### EXERCISE OBJECTIVE
Find the line holding "Target: man with glasses" in the entries below. Give it again exactly, along with every line after it up to and including the line holding "pixel 147 161".

___ RECORDS FOR THE TASK

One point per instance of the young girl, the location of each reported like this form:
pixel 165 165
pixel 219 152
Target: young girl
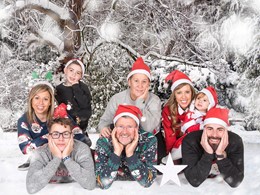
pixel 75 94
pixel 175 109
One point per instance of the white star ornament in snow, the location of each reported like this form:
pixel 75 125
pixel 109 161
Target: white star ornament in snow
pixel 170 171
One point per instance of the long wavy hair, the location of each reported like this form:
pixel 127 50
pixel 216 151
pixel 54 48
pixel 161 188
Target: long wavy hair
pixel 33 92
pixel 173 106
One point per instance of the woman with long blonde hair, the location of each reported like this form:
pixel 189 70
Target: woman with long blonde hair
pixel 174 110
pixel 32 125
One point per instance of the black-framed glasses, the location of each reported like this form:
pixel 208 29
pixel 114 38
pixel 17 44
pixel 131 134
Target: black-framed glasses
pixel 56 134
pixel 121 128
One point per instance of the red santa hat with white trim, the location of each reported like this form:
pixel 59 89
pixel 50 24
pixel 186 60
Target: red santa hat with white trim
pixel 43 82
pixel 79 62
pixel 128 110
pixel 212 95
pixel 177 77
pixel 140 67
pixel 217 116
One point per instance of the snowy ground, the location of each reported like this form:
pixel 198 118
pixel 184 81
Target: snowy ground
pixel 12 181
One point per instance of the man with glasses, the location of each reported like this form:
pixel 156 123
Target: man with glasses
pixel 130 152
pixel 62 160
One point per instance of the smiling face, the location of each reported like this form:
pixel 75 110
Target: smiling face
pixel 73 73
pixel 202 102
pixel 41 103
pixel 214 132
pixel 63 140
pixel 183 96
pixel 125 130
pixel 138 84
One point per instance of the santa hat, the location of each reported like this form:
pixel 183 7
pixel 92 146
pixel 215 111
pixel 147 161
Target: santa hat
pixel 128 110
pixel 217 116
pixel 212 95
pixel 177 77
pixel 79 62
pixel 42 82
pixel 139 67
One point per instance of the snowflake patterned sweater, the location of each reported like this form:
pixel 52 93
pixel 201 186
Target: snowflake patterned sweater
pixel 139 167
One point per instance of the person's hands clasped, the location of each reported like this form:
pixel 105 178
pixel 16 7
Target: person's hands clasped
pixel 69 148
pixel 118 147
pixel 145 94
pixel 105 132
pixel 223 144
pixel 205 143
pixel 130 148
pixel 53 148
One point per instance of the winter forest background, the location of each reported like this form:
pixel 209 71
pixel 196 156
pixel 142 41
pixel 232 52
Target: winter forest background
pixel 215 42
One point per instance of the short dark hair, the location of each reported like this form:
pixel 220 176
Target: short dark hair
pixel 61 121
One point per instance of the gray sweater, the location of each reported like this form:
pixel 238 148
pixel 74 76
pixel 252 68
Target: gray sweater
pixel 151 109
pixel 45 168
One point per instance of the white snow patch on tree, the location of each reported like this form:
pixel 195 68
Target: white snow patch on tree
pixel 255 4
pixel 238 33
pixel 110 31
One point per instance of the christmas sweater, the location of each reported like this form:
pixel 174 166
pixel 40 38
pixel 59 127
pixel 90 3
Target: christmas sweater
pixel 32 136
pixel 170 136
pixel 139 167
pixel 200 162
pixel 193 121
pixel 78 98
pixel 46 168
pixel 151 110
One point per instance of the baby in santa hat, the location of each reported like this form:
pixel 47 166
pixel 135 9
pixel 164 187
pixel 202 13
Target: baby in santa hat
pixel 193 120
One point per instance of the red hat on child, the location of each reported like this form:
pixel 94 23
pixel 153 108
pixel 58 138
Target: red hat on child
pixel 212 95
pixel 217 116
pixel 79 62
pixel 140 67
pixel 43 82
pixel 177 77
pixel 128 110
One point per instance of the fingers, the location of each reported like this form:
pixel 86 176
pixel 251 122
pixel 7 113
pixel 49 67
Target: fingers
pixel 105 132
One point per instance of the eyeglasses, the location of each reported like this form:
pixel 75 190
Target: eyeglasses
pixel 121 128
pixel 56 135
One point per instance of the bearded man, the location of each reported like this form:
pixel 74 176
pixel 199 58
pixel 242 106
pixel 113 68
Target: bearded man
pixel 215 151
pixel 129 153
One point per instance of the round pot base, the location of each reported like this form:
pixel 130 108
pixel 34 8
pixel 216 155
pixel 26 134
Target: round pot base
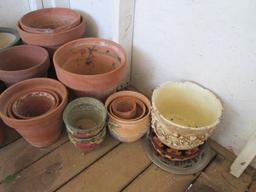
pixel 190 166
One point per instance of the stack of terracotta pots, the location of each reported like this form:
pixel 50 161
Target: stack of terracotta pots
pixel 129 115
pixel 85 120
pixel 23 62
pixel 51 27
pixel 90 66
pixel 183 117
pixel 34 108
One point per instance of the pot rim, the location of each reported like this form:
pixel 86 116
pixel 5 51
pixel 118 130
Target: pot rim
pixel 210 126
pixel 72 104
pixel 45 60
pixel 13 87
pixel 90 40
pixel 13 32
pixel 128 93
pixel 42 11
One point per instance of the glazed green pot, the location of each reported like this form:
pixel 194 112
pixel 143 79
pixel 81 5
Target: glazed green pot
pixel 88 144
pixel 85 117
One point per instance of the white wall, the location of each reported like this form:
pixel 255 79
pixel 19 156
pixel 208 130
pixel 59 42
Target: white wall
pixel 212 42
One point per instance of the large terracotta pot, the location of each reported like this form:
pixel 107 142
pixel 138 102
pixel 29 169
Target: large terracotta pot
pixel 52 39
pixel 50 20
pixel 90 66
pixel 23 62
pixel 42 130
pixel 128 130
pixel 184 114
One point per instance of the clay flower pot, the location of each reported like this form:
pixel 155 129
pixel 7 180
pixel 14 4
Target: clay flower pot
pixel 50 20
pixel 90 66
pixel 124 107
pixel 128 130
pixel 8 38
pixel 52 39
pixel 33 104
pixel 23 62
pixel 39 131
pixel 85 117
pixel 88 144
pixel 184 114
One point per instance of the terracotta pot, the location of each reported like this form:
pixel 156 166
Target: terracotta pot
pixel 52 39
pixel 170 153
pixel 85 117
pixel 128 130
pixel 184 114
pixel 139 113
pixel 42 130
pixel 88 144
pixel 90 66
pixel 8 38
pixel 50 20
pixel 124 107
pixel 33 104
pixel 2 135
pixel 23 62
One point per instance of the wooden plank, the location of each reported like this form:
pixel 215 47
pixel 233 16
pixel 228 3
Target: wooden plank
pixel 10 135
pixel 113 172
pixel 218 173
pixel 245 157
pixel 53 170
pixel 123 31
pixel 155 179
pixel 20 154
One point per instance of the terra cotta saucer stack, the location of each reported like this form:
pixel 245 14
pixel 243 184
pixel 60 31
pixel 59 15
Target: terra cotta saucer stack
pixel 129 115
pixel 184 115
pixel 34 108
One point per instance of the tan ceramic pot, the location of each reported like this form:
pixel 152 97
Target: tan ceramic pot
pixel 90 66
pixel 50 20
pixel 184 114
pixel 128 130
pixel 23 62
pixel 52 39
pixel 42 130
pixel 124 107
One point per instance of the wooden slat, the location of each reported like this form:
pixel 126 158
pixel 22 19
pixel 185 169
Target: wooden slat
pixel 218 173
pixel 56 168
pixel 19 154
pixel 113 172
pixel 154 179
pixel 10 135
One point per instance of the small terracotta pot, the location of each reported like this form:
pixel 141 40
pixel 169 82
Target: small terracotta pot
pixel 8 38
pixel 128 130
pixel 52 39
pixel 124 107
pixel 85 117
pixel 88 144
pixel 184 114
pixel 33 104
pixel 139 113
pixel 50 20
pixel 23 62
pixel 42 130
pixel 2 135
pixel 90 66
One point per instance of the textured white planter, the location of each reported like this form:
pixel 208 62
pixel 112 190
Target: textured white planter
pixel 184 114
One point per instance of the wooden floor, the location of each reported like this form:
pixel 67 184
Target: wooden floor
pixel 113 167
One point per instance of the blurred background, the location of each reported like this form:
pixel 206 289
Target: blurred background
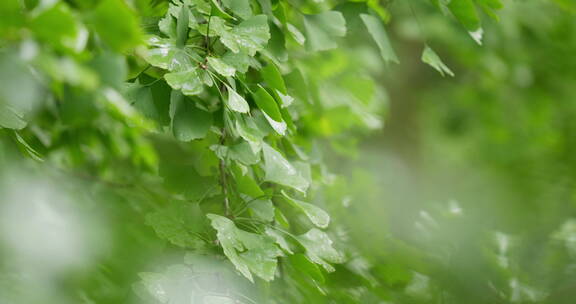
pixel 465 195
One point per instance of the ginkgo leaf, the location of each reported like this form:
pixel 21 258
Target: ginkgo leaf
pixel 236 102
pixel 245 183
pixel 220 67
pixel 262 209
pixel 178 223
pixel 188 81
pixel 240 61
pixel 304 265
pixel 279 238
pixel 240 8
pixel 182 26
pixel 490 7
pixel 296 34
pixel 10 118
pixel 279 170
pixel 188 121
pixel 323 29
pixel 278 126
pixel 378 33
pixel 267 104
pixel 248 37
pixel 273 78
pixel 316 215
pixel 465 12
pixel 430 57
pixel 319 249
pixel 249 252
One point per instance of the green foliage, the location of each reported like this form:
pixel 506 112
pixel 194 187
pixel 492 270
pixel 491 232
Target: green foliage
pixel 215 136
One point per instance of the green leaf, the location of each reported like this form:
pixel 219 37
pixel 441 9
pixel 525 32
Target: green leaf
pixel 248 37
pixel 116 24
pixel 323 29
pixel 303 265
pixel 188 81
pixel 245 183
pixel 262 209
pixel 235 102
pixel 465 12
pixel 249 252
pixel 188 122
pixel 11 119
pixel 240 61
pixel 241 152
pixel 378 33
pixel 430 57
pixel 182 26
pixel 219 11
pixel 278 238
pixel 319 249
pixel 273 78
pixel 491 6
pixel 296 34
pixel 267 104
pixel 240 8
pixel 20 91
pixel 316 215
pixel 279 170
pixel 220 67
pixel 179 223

______
___ RECORDS FOR THE TASK

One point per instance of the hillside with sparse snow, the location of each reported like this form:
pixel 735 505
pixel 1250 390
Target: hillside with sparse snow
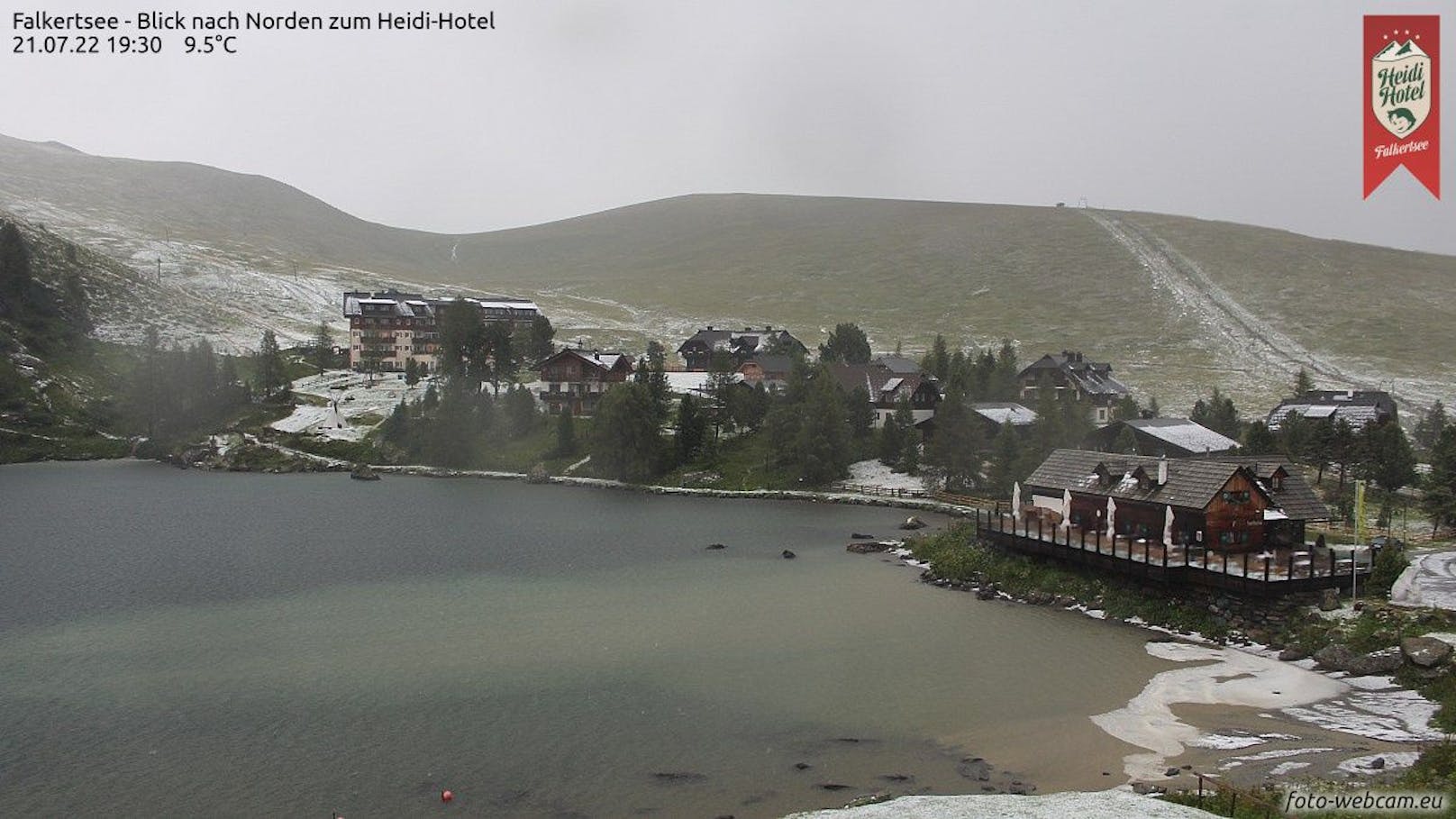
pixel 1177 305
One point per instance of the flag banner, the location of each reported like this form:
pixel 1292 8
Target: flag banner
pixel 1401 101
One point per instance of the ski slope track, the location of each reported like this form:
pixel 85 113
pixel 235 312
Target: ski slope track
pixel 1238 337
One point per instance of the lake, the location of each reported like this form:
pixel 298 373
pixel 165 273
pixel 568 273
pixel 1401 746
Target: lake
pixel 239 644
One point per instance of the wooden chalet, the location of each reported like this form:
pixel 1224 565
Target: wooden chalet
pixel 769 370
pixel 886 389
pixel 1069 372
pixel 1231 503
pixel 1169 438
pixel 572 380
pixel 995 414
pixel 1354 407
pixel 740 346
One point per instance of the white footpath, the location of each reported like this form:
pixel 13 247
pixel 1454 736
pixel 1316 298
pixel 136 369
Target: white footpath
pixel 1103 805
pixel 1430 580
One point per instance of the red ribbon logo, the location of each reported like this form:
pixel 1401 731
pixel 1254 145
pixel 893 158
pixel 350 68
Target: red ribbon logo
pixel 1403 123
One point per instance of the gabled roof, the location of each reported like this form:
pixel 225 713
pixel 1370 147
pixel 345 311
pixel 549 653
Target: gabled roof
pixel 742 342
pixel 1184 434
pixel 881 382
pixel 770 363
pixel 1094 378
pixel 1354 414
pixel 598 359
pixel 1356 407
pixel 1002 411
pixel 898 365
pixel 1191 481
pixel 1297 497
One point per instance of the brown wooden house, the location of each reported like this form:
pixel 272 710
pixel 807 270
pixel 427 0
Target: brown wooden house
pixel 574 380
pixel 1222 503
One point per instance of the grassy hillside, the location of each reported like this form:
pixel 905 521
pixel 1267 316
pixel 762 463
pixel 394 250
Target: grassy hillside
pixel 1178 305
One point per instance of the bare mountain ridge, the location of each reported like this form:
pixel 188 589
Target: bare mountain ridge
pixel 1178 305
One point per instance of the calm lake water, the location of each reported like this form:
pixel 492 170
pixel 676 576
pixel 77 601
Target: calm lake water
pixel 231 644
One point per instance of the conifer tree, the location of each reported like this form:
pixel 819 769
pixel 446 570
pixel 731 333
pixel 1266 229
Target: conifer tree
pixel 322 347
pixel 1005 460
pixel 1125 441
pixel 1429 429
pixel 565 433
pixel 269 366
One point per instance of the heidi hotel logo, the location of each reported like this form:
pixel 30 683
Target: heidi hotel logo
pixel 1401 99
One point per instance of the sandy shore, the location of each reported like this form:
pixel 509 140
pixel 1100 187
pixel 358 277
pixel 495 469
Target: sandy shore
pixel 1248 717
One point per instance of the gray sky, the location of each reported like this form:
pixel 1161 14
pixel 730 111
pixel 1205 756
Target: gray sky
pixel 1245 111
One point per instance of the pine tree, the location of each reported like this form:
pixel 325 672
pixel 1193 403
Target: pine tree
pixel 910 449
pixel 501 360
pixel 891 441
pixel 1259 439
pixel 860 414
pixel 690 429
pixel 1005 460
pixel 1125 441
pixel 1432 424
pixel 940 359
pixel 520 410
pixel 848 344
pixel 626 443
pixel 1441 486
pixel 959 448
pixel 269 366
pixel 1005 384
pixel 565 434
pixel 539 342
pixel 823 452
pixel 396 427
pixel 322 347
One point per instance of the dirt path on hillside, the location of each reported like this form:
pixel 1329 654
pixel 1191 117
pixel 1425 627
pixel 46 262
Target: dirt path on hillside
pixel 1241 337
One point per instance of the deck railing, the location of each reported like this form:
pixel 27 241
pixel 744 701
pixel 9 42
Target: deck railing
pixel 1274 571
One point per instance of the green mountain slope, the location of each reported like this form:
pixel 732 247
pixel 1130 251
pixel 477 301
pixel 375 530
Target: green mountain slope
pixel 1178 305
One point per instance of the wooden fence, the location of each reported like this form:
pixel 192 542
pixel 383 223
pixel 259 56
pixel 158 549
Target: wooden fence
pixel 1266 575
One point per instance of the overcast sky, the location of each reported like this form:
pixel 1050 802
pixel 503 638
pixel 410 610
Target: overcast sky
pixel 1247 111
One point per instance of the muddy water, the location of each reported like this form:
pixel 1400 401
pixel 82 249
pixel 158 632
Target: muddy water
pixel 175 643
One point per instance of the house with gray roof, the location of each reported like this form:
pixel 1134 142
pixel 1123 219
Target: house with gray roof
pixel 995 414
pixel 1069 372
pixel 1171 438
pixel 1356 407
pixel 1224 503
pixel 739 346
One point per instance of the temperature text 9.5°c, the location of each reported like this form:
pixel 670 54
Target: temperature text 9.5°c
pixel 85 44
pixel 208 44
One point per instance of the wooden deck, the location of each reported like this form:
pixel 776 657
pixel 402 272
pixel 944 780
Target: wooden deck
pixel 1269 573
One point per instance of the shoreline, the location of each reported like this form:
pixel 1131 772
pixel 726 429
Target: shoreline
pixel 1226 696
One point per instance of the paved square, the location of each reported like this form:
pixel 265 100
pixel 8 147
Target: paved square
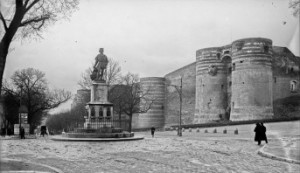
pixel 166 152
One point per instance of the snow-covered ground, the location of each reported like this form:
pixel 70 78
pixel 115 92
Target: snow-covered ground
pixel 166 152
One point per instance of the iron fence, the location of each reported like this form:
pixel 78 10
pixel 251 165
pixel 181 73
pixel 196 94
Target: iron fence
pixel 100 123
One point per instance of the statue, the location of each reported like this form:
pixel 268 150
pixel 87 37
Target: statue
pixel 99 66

______
___ RECORDS FOR THE TASK

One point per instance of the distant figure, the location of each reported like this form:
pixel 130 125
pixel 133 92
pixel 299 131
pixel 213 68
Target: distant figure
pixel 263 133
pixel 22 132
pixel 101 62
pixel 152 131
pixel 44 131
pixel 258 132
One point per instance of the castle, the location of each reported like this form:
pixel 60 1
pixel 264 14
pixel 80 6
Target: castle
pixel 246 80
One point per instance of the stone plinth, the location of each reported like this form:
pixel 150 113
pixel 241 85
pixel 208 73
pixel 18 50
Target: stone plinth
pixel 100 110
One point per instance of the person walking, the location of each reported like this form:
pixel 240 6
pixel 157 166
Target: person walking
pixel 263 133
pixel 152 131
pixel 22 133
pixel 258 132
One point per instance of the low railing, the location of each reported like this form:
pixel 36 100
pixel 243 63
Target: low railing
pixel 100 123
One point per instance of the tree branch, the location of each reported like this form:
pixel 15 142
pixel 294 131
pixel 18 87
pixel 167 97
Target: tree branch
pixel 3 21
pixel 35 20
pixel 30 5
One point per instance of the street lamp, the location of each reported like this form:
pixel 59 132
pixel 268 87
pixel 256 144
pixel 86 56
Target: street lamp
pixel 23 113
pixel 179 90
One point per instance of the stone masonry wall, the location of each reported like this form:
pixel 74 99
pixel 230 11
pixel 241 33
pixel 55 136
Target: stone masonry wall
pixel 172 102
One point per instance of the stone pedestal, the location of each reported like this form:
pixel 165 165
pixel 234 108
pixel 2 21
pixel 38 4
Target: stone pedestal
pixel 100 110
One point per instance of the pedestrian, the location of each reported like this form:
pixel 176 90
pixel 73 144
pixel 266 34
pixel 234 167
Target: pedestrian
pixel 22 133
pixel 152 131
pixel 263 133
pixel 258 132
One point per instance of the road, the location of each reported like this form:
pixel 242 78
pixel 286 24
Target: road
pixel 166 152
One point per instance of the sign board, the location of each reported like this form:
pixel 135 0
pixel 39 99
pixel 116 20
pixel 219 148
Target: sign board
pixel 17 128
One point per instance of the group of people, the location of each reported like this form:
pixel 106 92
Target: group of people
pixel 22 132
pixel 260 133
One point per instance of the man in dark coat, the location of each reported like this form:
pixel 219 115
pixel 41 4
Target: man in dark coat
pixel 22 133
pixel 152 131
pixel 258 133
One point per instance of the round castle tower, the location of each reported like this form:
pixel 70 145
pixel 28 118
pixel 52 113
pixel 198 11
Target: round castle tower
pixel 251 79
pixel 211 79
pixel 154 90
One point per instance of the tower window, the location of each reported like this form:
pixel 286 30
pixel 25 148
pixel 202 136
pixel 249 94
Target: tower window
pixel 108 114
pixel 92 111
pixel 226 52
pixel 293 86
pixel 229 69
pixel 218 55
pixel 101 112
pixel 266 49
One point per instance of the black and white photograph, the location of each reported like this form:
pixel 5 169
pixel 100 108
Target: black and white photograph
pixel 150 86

______

### TASK SOLUTION
Target: man with glasses
pixel 130 152
pixel 62 160
One point per instance of the smiling face, the location of each reported like this form:
pixel 75 110
Target: smiling face
pixel 73 73
pixel 202 102
pixel 41 103
pixel 214 132
pixel 63 140
pixel 183 96
pixel 125 130
pixel 138 84
One point per instance of the santa hat, the location of each reported like this form:
pixel 183 7
pixel 92 146
pixel 215 111
pixel 147 161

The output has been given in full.